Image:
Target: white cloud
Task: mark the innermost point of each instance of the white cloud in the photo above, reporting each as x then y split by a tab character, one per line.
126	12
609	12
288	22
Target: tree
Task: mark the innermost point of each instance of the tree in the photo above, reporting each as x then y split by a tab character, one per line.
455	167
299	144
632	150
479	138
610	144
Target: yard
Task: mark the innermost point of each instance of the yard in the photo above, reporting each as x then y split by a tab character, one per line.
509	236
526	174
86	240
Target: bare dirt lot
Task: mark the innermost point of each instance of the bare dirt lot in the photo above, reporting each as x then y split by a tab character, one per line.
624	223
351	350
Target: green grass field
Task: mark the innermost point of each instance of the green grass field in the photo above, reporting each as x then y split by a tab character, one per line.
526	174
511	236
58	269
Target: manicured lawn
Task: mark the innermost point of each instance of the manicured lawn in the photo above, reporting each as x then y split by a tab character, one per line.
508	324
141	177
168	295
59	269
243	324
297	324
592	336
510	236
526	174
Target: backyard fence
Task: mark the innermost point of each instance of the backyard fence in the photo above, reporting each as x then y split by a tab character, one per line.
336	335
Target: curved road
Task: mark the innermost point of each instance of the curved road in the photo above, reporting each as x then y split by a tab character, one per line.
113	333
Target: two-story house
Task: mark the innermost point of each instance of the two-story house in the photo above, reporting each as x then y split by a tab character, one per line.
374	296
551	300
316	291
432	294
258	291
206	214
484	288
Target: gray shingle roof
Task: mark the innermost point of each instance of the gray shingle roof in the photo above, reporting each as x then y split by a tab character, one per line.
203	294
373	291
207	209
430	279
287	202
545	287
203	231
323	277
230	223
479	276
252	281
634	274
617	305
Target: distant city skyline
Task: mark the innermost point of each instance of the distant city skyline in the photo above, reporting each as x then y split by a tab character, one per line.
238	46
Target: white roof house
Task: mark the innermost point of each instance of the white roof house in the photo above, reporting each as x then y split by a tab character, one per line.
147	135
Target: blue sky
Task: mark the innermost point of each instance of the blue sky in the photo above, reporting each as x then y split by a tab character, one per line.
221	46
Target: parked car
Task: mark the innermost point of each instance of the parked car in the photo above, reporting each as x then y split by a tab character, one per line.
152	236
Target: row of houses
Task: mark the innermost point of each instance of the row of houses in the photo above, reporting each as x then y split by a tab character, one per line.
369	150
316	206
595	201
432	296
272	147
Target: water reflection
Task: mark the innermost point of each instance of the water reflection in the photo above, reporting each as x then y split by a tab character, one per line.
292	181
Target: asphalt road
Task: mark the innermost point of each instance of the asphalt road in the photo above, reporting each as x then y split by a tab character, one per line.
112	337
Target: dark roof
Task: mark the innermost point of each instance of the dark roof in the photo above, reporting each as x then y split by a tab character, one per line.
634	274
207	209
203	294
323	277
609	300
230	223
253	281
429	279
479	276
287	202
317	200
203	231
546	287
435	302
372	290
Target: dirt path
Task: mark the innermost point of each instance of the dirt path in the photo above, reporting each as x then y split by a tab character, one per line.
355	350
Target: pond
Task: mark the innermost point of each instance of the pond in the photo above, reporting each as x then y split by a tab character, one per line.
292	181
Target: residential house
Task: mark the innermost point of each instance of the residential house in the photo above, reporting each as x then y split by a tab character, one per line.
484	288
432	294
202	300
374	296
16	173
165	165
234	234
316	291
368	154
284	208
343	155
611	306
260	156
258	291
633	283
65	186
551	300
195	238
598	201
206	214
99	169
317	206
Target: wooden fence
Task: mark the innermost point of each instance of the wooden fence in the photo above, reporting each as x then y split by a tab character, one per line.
- - - - - - -
## What is required
Rewrite all the records above so that "innermost point" becomes "center point" wherever it appears, changing nothing else.

## The answer
Image:
Target: white cloud
Task: mark the center point of each instance of the white cloud in the photo above, reporting each as x then y split by a tab character, one per line.
126	12
609	12
288	22
Target: tree
Task: mark the center point of each instance of the tree in the photo above, reporting each as x then y split by a tab character, one per line.
455	167
299	144
632	150
479	138
610	144
Target: yard
Task: mark the center point of each instance of the yard in the photo above, reporting each as x then y split by a tab character, one per line.
509	236
526	174
86	240
Target: bare dirt lot
Task: mark the center point of each instance of the bare dirt lot in the photo above, reporting each as x then y split by a tab character, one per line.
624	223
351	350
Target: green grass field
Task: mark the center point of each instance of the green grass field in the photo above, reporting each as x then y split by a tab character, one per line.
526	174
511	236
58	269
Target: manicured lawn
Task: mark the center point of each instance of the manicured lawn in the photo above, reporting each as x then y split by a tab character, one per line.
508	324
141	177
168	295
59	269
243	324
297	324
592	336
510	236
526	174
Target: backyard fence
Task: mark the center point of each instance of the backyard fence in the photo above, reporting each as x then y split by a tab character, one per line.
336	335
Target: curved road
Task: mark the center point of each instance of the curved road in the photo above, reporting each as x then y split by a tab character, one per line.
113	333
Target: two-story house
Task: mark the center point of each instance of the two-story house in the photo above, reporting each as x then y split by a tab character, one per line.
374	296
551	300
316	291
432	294
258	291
206	214
484	288
Target: gray shingle roof
Task: mark the center point of each instance of the gray shingle roof in the photo above, reporting each as x then y split by a tab character, one per line.
203	294
373	291
207	209
430	279
287	202
545	287
203	231
323	277
230	223
479	276
252	281
634	274
617	305
Target: distant city skyline
Task: mark the center point of each instance of the distant city skyline in the photo above, reporting each as x then y split by a tab character, one per line.
238	46
Target: white roof house
Task: mark the center point of each instance of the white roof house in the photo above, reporting each as x then y split by a tab character, one per line.
147	135
Target: blue sky
Task: mark the center point of each instance of the blue sky in the photo above, reporting each as x then y split by a tab character, one per line.
221	46
Target: parked car
Task: mark the center point of each instance of the parked car in the photo above, reporting each as x then y split by a tab character, one per line.
152	236
Target: row of houses
Task: mark the center point of each instance of the row of houses in the photo above, reporting each as x then y split by a tab character, one per line.
369	150
316	206
595	201
432	296
272	147
Target: water reflection
Task: mark the center point of each instance of the water reflection in the photo above, reporting each as x then y split by a tab character, one per line.
292	181
Target: asphalt road
Task: mark the center point of each instance of the asphalt road in the photo above, reporting each as x then y split by a tab character, one per line.
112	337
Target: dark roof
Task: mark the center point of each instance of the dark roof in the photo above, reporting each as x then y split by a tab character, one per line.
634	274
207	209
203	294
323	277
609	300
230	223
253	281
429	279
479	276
287	202
317	200
203	231
546	287
435	302
372	290
Target: dirt path
Task: mark the center point of each instance of the dirt path in the photo above, reporting each as x then y split by a tab character, one per line.
355	350
Target: pond
Task: mark the center point of each instance of the pond in the photo above, reporting each as x then y split by a tab character, one per line.
292	181
Target: residential house
Task: mark the center point of each instance of the residential house in the photo above, reporting each as x then y split by a tab character, one per line.
484	288
432	294
202	300
374	296
16	173
165	165
234	234
316	291
368	154
284	208
343	155
611	306
260	156
258	291
633	283
65	186
551	300
195	238
598	201
206	214
99	169
317	206
Target: wooden fence
Task: mark the center point of each instance of the wooden fence in the photo above, reporting each as x then y split by a tab character, one per line.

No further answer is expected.